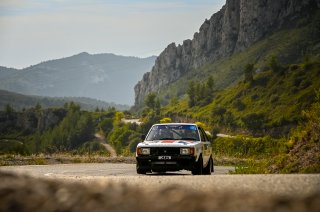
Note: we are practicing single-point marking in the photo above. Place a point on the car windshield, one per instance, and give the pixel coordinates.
(173, 132)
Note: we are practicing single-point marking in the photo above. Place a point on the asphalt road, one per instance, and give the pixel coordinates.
(106, 173)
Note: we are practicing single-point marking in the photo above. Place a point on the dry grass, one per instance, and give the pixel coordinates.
(41, 159)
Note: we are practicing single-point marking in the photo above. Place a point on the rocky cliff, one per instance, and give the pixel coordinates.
(238, 25)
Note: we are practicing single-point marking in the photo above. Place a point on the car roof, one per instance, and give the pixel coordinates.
(177, 124)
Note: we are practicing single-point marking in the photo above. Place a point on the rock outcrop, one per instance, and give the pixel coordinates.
(238, 25)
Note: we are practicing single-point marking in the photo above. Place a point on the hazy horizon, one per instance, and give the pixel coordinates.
(34, 31)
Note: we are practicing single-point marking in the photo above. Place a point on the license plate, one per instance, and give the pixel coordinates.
(164, 157)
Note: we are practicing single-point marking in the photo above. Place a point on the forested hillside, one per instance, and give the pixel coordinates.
(19, 102)
(95, 76)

════════

Exercise details
Switch "pixel coordinates" to "x-y coordinates" in every one of the rows above and write them all out again with nothing else changed. Leave the pictures out.

Correct answer
Note: we are practicing single-point marking in the photo above. Place a point on the car windshield, one per instance, and give the x-y coordinates.
(173, 132)
Note: we are practicing single-point marking in the photo above. Place a point on the asphalt road, one per instance, and give the x-y coordinates.
(106, 173)
Note: we are practicing single-point marking in the photo above. Place a point on the dry grass, one per instance, and give the x-y coordinates.
(41, 159)
Note: we are practicing single-point marking in the photo above. Place a point on the rocky cliff, one per instance, and give the x-y coordinates.
(238, 25)
Note: we are practicing single-point marking in the photo above. Place a point on the car roof, one per instance, and give the x-y coordinates.
(177, 124)
Note: we are practicing single-point marking in the photo above. Place a point on the rock outcrop, one per instance, and give the x-y coordinates.
(238, 25)
Note: we are practicing single-point marking in the photo above. Place a point on the hazy horizon, one per instance, and give the x-y coordinates.
(34, 31)
Note: we are practicing single-point marking in the photo above. Place a point on the license plate, one per instance, and give the x-y coordinates.
(164, 157)
Note: we are practicing single-point marking in the photo above. Place a point on the forested hillside, one per instance, and give the x-y coordinates.
(19, 102)
(95, 76)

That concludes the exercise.